= Exercise instructions =
Please put the lines from the line with "query: the noun phrase to segment: chimney" to the line with "[[[38,88],[33,88],[28,86],[28,92],[31,94],[31,115],[38,115]]]", both included, into a Markdown table with columns No and Text, numbering each line and leaving out any blank lines.

= Given records =

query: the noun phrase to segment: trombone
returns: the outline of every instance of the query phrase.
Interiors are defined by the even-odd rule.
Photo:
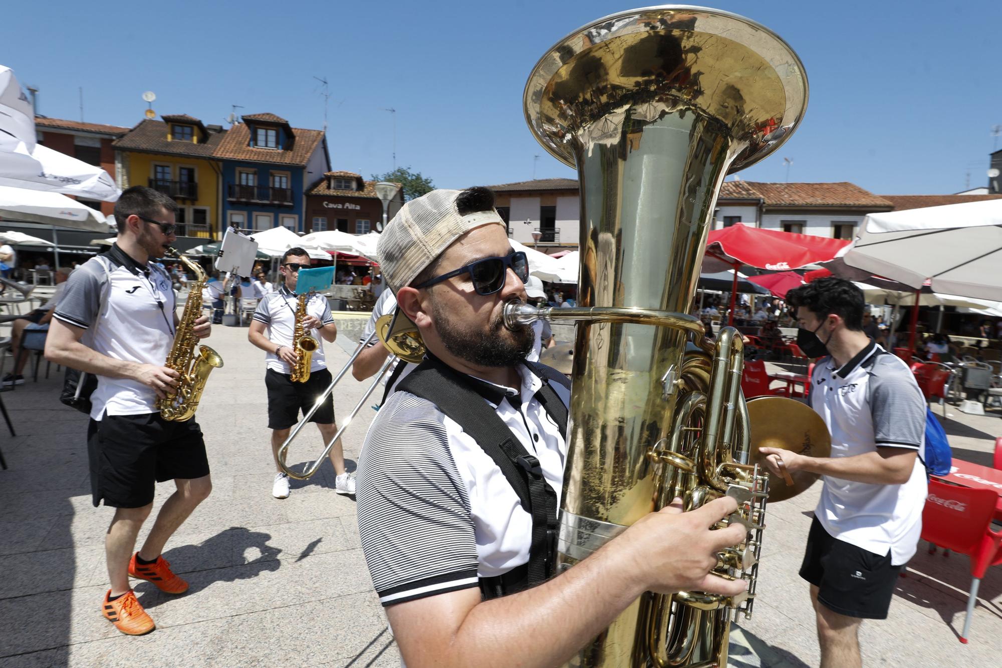
[[[331,384],[327,386],[327,389],[325,389],[324,392],[317,397],[317,401],[310,409],[310,412],[304,415],[303,419],[300,420],[295,427],[293,427],[289,437],[286,438],[286,441],[279,448],[278,456],[279,466],[286,472],[286,474],[289,475],[289,477],[295,477],[297,480],[305,480],[320,469],[321,465],[324,463],[324,459],[327,458],[328,453],[331,451],[331,448],[334,447],[334,444],[338,442],[339,438],[341,438],[341,434],[345,432],[348,425],[352,423],[355,416],[358,415],[360,410],[362,410],[362,406],[369,400],[372,393],[376,391],[380,380],[382,380],[383,376],[386,375],[387,370],[393,365],[394,361],[399,359],[412,364],[421,363],[425,354],[424,344],[421,342],[420,338],[421,335],[418,333],[418,329],[414,323],[406,317],[398,317],[400,313],[401,312],[399,310],[392,314],[388,313],[376,321],[376,330],[370,334],[365,341],[359,343],[359,345],[355,348],[355,351],[352,353],[352,356],[348,358],[348,362],[345,363],[345,366],[342,367],[341,371],[338,372],[338,375],[331,380]],[[373,337],[376,336],[379,337],[382,344],[386,346],[392,354],[386,358],[383,366],[380,367],[380,370],[376,373],[372,384],[366,389],[362,398],[359,399],[359,402],[355,404],[352,412],[350,412],[348,417],[346,417],[341,423],[341,427],[338,429],[338,432],[334,434],[334,437],[326,443],[324,451],[321,452],[316,461],[309,464],[303,471],[293,469],[292,466],[286,462],[289,446],[292,445],[294,440],[296,440],[296,436],[299,435],[300,430],[306,426],[306,424],[310,421],[310,418],[312,418],[320,409],[324,401],[327,400],[327,397],[334,392],[335,386],[341,382],[341,379],[345,377],[348,370],[352,368],[352,365],[355,364],[355,360],[358,359],[359,354],[372,342]]]

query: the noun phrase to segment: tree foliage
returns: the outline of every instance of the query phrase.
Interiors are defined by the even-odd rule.
[[[435,190],[435,185],[431,179],[423,177],[420,172],[411,172],[410,165],[397,168],[393,172],[387,172],[386,174],[374,174],[373,179],[403,185],[404,200],[406,202],[410,202],[414,198],[420,198],[422,195]]]

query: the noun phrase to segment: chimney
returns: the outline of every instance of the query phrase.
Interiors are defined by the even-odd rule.
[[[38,88],[33,88],[28,86],[28,92],[31,94],[31,115],[38,115]]]

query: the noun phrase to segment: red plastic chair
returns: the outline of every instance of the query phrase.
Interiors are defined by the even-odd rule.
[[[786,382],[787,384],[770,388],[770,385],[776,380]],[[766,372],[766,362],[761,359],[744,362],[744,370],[741,372],[741,392],[743,392],[745,397],[790,396],[791,385],[793,385],[793,381],[788,382],[780,378],[771,377]],[[794,394],[794,396],[800,396],[800,394]]]
[[[998,493],[929,480],[929,496],[922,511],[922,540],[971,558],[971,595],[960,642],[967,642],[978,587],[990,566],[1002,564],[1002,533],[991,530]],[[930,552],[935,550],[932,548]]]

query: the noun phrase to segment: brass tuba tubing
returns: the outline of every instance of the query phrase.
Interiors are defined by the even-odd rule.
[[[335,441],[338,440],[338,438],[341,436],[342,431],[344,431],[345,427],[348,426],[348,422],[350,422],[352,418],[355,417],[355,414],[359,411],[362,404],[365,402],[366,399],[369,398],[369,396],[376,389],[376,386],[379,384],[379,381],[383,378],[383,375],[386,373],[386,370],[390,367],[390,364],[395,359],[393,355],[390,355],[387,358],[387,361],[383,365],[383,368],[381,368],[379,373],[376,374],[376,379],[373,381],[373,384],[369,386],[369,389],[362,397],[362,401],[359,402],[359,405],[357,405],[355,407],[355,410],[353,410],[352,413],[348,416],[348,420],[343,423],[343,426],[338,430],[338,433],[335,435],[334,438],[331,439],[331,442],[327,444],[327,447],[325,448],[323,453],[321,453],[321,455],[317,457],[317,460],[313,463],[312,466],[310,466],[308,469],[306,469],[301,473],[299,471],[294,470],[291,466],[289,466],[289,464],[286,463],[286,456],[289,450],[289,446],[292,445],[294,440],[296,440],[296,437],[299,435],[300,430],[304,426],[306,426],[306,424],[310,421],[310,418],[313,417],[318,410],[320,410],[320,407],[321,405],[323,405],[325,399],[327,399],[328,395],[330,395],[331,392],[334,391],[335,386],[339,382],[341,382],[341,379],[345,377],[345,374],[348,373],[348,370],[352,368],[352,364],[354,364],[355,360],[358,359],[359,354],[362,353],[365,347],[369,345],[369,343],[373,340],[375,336],[376,332],[373,332],[372,334],[369,335],[369,337],[365,341],[361,342],[358,346],[356,346],[355,351],[352,353],[352,356],[348,358],[348,362],[345,363],[345,366],[343,366],[341,371],[338,372],[338,375],[334,377],[334,380],[332,380],[331,384],[327,386],[327,389],[325,389],[324,392],[319,397],[317,397],[317,401],[314,402],[314,405],[312,408],[310,408],[310,411],[303,416],[303,419],[300,420],[295,427],[293,427],[292,433],[289,434],[289,437],[286,438],[286,441],[279,447],[279,456],[278,456],[279,467],[281,467],[282,470],[284,470],[286,474],[288,474],[290,477],[295,477],[297,480],[305,480],[308,477],[311,477],[314,473],[316,473],[318,469],[320,469],[321,464],[324,462],[324,457],[326,457],[327,453],[331,451],[332,447],[334,447]]]

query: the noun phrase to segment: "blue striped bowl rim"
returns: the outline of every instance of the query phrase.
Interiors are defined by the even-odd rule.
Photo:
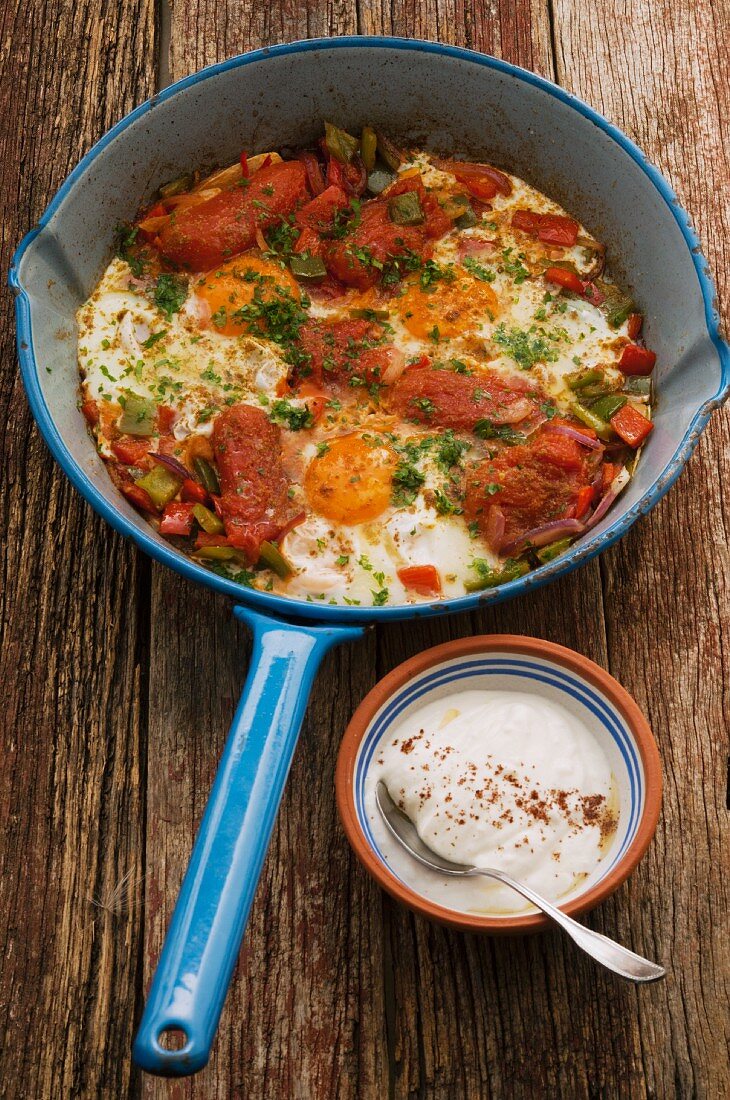
[[[594,715],[619,750],[628,779],[629,820],[622,829],[623,835],[620,846],[612,854],[610,862],[606,864],[606,867],[602,868],[601,875],[597,879],[590,880],[587,889],[593,890],[621,861],[637,836],[645,804],[644,769],[635,739],[623,715],[620,714],[600,691],[582,676],[548,660],[534,660],[523,656],[511,657],[508,653],[493,653],[468,660],[456,658],[451,662],[444,662],[425,669],[408,684],[394,692],[369,722],[355,758],[354,804],[357,822],[363,835],[374,854],[384,867],[387,868],[388,873],[403,887],[412,890],[413,888],[401,879],[386,861],[370,828],[365,809],[365,780],[373,755],[388,726],[398,721],[409,706],[422,700],[424,695],[446,684],[463,686],[465,680],[477,680],[490,675],[508,675],[515,678],[518,682],[527,679],[533,683],[545,684],[564,692]],[[624,806],[622,806],[622,814],[626,815]],[[571,894],[569,900],[573,902],[579,899],[579,897],[580,891],[576,891]],[[495,917],[494,920],[499,919]]]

= The result =
| No | Text |
|---|---|
| 1 | query: the noun phrase to segment: chimney |
| 2 | returns: the outline of every instance of the query phrase. |
| 3 | Interiors are defined by the even-odd rule. |
| 4 | [[[38,88],[33,88],[28,86],[28,92],[31,94],[31,115],[38,115]]] |